Exercise description
Arrange all of the records below as a Markdown table with two columns, No. and Line, giving each line its own numbered row. Skip blank lines and leave the pictures out of the answer.

Supplied data
------------------------------

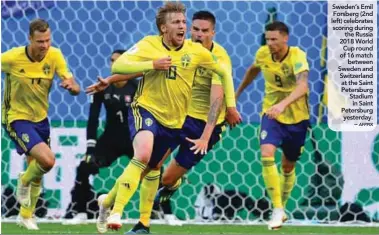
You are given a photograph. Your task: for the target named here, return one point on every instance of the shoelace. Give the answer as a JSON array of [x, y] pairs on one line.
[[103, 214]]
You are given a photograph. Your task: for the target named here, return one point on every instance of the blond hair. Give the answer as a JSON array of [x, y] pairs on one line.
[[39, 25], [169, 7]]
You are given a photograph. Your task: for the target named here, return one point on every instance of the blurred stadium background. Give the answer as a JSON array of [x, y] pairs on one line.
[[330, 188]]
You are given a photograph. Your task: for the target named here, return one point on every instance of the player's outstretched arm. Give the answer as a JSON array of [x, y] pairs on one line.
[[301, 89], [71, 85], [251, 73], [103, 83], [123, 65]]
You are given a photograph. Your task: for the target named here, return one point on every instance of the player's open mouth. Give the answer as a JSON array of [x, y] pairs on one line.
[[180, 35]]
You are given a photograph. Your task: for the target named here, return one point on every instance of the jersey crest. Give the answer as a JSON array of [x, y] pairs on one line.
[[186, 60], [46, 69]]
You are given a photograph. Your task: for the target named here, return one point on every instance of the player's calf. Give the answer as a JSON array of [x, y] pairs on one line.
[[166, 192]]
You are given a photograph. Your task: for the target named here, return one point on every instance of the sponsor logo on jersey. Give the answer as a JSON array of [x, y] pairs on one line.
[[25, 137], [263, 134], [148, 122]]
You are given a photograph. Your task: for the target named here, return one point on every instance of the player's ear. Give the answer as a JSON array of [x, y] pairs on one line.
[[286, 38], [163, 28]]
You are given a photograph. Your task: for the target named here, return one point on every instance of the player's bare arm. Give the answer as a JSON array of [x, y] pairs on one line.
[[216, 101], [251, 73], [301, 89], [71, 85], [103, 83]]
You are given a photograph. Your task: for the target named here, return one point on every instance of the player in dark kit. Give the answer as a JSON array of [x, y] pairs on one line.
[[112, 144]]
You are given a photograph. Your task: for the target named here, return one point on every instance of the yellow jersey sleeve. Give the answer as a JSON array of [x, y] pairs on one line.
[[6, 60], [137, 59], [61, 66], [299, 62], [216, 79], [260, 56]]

------------------------------

Written solution
| No. | Line |
|---|---|
| 1 | You are given a photograph. Your task: for the target named here, return one point on every instance of the shoelace. Give the answer as a JSON array of [x, y] pairs on one line. |
| 2 | [[103, 214]] |
| 3 | You are given a photograph. Your task: for the target named here, return one point on every instance of the blond hair. Give the answer as a JSON array of [x, y] pairs on one line. |
| 4 | [[39, 25], [169, 7]] |
| 5 | You are given a photograph. Your task: for the target named here, return one point on every instance of the blurred stadium background. Give the answer as a JSON array of [x, y] pairs on one line. |
| 6 | [[330, 188]] |
| 7 | You are given a photograph. Your task: for the target named here, return one point on every instance of the player's outstretched arm. Give the answer as a JSON array of [x, y] pairs on one line. |
| 8 | [[301, 89], [71, 85], [251, 73], [103, 83], [123, 65]] |
| 9 | You are given a photograph. Your task: for the target named here, return one point on every instance of the player's open mouth. Give the answer as a JSON array of [x, y] pairs on one line. |
| 10 | [[180, 35]] |
| 11 | You are given a photograph. Your task: for the target named here, return one point on every instance of the jersey crest. Give the answer as a JSON array of [x, y] pairs on one line. |
| 12 | [[186, 60], [46, 69]] |
| 13 | You are given a photograph. Your task: for the target named here, return one point on every instance of the player's calf. Give the answer as a JSON array of [x, y] pairs on one line. |
| 14 | [[166, 192]] |
| 15 | You are given a photograph. Your task: for the target named here, return one point on every instance of the sponsor logo on jersey. Give the answer as a JSON array of [x, y] pairs on one line. |
| 16 | [[25, 137], [263, 134], [148, 122]] |
| 17 | You are given a photograph. Your task: for the target named here, return one point on every instance of the player's ear. Give the answer as a JSON array of [x, y] pairs on one line. |
| 18 | [[286, 38], [163, 28]] |
| 19 | You are given a photograph. Your task: for the target named here, return one point on every instance of the player's bare arm. Give the answer as a JSON array of [x, y] pairs on one line. |
| 20 | [[216, 101], [251, 73], [301, 89], [71, 85], [103, 83]] |
| 21 | You are given a photograph. Your task: for the target named here, return one point on every instance of the player in dark kit. Give the answer as a JSON array of [x, y] pairs on one line. |
| 22 | [[112, 144]] |
| 23 | You are given a photograph. Your task: for the target named here, return one point on every instance of the yellow jersey sleeve. Give the answer as a JSON array of [x, y] pairs on one line. |
| 24 | [[6, 60], [137, 59], [61, 66], [299, 62], [216, 79], [260, 56]] |